COMPLETE THE FOLLOWING ▸
• 1. In the travel account set in Ethiopia, which aid schemes does Paulo say are the only ones that work?
• 2. Carry on the travel account set in Ethiopia from its last sentence.

EXTRACT PROVIDED ▸
*-*-*

I get him to marks out the route on my map. Follow the railway line to Āysha, and on to Ali SabiŽ, from there you cut inland to Wê’a, and then you are home and dry all the way to Djibouti. A mere three hundred and sixty kilometres without any hitches you should drive it in a day. Returning to his house I can’t help but think of the hitches > Punctures, overheating, fuel, water, not to mention Murphy’s law.

While the girls rest I take a run downtown with Paulo to search out one of his helpers. The short car ride after the Papal visit with Paulo is a running commentary a crash course in Ethiopian problems. “You know that when an Ethiopian say’s he would like to play with you he does not mean he or she wants to have sex with you.” All they want is to talk.” “ The problem is that when it comes to aid the Ethiopians are staggering between a good for nothing Western present and a collapsing African past.” “ It’s all to do with the unbridgeable traditions of other cultures.”

Next morning with the wind packing enough sand to scour windshields we set off for Arabi.   In the first few kilometres, all signs of human habitation are left behind. Fanny observing that any cultures that had camped out here, had long disappeared. It soon became self-evident why Paulo had invited us. There was no way his clapped out car could have handled the territorial punishment being handed out.

We bump along with him rattling on about the IMF, the World Bank, and Anthropologists. “You know that almost every project that the World Bank is involved in here 24% of them are failures.” “Why you might ask because they know nothing about the weather and how it affects the bonds of friendship.”

“ The only Aid schemes that work are those run by the people themselves.”

“To be successful you must by-pass the local politicians, the government, tribalism you have to knit into how the people tick otherwise they have no interest in making the Aid sustainable.” “Small is beautiful and young a blessing as they are not yet tarnished by corruption or dim-witted by chat.”

*-*-*

LISTED RECORDS ▸
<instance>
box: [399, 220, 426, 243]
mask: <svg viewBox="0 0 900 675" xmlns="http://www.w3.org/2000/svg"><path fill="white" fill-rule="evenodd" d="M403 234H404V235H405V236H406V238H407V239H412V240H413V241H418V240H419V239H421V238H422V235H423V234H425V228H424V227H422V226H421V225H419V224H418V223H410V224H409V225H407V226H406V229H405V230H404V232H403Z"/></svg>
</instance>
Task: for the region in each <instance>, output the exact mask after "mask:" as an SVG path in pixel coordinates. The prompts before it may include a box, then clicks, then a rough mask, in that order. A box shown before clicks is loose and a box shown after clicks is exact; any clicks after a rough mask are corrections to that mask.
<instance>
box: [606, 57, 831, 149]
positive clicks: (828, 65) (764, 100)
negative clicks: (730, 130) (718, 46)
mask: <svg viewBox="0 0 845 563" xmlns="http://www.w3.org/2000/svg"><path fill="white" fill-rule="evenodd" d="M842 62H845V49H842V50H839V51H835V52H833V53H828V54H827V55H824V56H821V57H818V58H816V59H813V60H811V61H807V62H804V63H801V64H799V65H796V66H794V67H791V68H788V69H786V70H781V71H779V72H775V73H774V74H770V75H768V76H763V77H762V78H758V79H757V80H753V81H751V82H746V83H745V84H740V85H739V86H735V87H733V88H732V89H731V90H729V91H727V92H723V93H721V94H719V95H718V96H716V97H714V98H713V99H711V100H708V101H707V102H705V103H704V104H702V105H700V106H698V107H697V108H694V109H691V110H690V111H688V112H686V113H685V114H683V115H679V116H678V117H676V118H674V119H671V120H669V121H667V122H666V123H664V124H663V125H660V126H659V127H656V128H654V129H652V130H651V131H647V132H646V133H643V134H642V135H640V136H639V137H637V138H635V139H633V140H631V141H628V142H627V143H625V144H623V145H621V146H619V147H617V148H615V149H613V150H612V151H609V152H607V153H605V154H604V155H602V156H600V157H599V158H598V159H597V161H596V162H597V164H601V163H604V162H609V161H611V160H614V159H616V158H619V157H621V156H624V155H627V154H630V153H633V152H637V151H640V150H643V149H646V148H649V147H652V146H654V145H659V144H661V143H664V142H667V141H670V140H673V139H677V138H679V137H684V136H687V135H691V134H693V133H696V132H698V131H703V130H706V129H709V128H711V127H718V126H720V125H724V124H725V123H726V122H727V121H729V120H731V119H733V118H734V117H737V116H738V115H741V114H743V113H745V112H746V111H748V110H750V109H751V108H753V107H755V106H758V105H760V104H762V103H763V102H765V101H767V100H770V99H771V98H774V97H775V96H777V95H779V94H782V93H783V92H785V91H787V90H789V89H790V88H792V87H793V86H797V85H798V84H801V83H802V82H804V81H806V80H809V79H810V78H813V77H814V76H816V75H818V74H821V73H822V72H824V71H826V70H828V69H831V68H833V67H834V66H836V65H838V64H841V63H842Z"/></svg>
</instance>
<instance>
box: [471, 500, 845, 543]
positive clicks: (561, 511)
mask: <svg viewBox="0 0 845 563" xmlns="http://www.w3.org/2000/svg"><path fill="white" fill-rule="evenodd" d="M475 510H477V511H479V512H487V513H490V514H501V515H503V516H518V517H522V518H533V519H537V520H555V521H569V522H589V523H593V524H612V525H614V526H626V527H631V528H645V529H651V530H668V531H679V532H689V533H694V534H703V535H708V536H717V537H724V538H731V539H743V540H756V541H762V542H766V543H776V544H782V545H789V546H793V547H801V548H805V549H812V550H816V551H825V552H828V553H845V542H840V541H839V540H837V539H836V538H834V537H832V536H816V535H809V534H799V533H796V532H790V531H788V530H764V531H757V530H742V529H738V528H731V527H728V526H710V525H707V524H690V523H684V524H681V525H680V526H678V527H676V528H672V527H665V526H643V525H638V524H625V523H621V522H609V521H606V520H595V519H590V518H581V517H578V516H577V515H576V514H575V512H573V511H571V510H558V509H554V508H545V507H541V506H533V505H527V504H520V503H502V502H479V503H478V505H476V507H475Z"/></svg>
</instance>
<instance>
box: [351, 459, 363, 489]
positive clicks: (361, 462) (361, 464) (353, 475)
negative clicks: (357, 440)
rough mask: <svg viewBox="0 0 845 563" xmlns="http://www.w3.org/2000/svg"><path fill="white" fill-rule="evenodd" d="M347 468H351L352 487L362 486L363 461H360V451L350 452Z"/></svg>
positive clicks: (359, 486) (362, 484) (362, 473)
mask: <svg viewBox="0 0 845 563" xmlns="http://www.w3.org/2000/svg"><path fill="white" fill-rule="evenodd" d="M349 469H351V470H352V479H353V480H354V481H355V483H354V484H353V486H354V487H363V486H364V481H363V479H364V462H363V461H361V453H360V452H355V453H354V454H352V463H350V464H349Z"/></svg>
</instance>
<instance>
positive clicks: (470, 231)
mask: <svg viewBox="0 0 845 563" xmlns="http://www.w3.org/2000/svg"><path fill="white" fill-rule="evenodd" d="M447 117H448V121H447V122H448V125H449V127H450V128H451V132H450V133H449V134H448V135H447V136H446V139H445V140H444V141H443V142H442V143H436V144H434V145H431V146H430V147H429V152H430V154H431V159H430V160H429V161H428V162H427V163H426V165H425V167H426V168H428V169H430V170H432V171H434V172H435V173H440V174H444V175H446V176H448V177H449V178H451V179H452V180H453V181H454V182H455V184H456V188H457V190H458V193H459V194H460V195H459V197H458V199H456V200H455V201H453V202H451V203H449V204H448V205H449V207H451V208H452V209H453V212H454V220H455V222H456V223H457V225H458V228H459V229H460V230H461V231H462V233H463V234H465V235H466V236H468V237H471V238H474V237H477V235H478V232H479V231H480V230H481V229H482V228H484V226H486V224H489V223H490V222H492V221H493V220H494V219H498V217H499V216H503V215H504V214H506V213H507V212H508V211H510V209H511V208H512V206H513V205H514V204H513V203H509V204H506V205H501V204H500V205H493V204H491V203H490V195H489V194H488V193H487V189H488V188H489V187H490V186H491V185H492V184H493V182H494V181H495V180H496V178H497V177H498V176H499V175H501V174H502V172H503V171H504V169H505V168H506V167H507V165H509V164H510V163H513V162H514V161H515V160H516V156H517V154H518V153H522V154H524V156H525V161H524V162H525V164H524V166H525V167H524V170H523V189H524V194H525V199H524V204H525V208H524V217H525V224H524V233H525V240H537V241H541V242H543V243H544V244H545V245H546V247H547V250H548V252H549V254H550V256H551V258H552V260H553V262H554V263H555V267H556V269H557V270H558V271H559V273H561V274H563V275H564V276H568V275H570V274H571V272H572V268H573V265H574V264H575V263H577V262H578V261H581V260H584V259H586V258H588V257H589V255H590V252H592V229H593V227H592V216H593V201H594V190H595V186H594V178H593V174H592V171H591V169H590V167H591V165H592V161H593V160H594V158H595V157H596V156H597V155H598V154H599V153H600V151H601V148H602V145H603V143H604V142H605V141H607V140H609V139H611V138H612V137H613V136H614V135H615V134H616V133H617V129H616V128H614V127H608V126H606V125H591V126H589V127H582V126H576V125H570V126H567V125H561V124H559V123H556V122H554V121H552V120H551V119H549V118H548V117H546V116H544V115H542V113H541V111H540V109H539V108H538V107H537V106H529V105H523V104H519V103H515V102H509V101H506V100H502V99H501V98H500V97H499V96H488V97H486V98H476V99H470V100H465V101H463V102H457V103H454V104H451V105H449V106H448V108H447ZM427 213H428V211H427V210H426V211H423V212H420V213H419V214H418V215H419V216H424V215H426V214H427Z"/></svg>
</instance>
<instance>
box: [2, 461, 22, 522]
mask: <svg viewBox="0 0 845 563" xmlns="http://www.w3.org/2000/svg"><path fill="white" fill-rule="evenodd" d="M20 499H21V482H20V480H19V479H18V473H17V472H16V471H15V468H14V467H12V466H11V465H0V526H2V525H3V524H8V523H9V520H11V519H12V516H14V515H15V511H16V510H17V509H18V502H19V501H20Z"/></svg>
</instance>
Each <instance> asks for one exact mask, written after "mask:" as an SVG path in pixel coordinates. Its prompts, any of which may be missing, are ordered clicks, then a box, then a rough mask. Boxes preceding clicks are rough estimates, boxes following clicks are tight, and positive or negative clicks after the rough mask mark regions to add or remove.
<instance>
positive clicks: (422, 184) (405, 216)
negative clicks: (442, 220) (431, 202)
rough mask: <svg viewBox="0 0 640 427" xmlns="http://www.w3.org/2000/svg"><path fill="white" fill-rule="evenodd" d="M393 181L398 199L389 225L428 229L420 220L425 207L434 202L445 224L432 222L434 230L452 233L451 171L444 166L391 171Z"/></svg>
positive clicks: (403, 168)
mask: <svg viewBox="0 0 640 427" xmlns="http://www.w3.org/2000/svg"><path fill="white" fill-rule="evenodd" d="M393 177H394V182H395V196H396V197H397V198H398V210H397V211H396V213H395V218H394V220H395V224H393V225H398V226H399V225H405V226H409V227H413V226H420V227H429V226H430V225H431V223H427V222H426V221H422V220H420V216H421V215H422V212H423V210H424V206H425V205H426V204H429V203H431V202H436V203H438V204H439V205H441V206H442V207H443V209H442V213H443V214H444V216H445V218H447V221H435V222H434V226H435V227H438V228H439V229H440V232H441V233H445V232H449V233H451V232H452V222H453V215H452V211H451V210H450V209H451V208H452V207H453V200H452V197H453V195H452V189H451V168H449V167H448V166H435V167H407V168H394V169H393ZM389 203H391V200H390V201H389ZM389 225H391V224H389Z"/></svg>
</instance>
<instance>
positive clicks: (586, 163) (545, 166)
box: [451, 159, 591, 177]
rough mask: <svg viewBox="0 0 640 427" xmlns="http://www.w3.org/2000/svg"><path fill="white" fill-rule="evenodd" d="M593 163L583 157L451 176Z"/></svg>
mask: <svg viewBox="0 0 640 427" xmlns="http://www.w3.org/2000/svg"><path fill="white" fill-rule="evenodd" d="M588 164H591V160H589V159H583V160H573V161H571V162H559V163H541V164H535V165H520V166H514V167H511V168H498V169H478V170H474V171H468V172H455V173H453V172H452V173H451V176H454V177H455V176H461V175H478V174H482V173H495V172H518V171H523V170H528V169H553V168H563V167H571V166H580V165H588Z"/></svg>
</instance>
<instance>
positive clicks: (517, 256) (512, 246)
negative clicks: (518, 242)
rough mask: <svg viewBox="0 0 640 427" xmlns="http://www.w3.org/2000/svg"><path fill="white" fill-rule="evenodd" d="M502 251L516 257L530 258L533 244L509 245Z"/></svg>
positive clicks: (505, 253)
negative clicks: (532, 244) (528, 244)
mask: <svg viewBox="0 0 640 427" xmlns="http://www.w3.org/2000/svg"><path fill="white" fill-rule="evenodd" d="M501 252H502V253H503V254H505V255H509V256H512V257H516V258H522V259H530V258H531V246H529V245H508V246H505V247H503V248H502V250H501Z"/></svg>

*-*-*

OUTPUTS BY TASK ▸
• 1. Those run by the people themselves.

• 2.
We arrive midday into what I can only describe from a distance as a version of an Ethiopian or Somalia Eskimo village. The obvious difference being that this one is set in searing heat without a hint of white or for that matter any colour other than burnt brown. The igloos are built from cooking oil cans. Like giant CD they glisten in the sun with such intensity that I am sure one could see them from space. As to what Paulo is doing or wants here is anyone’s guess and we are made none the wiser as he disappears with a few shady looking characters.

Williwaw, as usual, is attracting in no time some considerable attention.   What is quite apparent is that this place has a poisonous sense. Once a refugee camp it is now a Timbuktu on the Somalia border. Small arms carried by glazed eye men too dark to be Ethiopians are everywhere. The place imparted a sense smouldering danger.

With an ill of ease nagging feeling of being watched for an opportunity rather than out of curiosity, we are left to our own devices. Keeping Williwaw insight we take a wander over to a few women selling chat. They are less than welcoming. We are not of the tribe, the clan, the extended family, or a Fat cat buying Chat for his loyal subjects.

We are relieved when we eventually depart with a silent Paulo. No matter how I pressed him on the return journey as to what exactly he was doing he gave no definite answer just a load of dribble about how he needed to use his contacts.

Next morning we return to Addis after a long arduous day of motoring.

With a fitful night of sleep under our belts, I am waving Adios to the girls and heading downtown to make my own arrangements. Their journey has come to an end as the vapour trail disintegrates in the blue sky on another day.

I am expecting a long day of regulations which no one knows and which are made up on the spot. The shipping of Williwaw from Djibouti to the UK, my flights back to Addis from Djibouti and onwards home to the UK.

After all, I have heard and read about the difficulties of exiting Ethiopian to my surprise I have Williwaw booked on a ship, my return flight to Addis and departure flight to England all done and dusted before lunch.

I have allowed myself a day’s drive back to Dira Dawa – forty-eight hours to cross what is written by the National Geographic as ‘hard to imagine a more brutal landscape than Africa’s Danakil Desert’ > A day to see Williwaw off return flight to Addis a day’s rest in Paulo house before my departure from Africa in six days time.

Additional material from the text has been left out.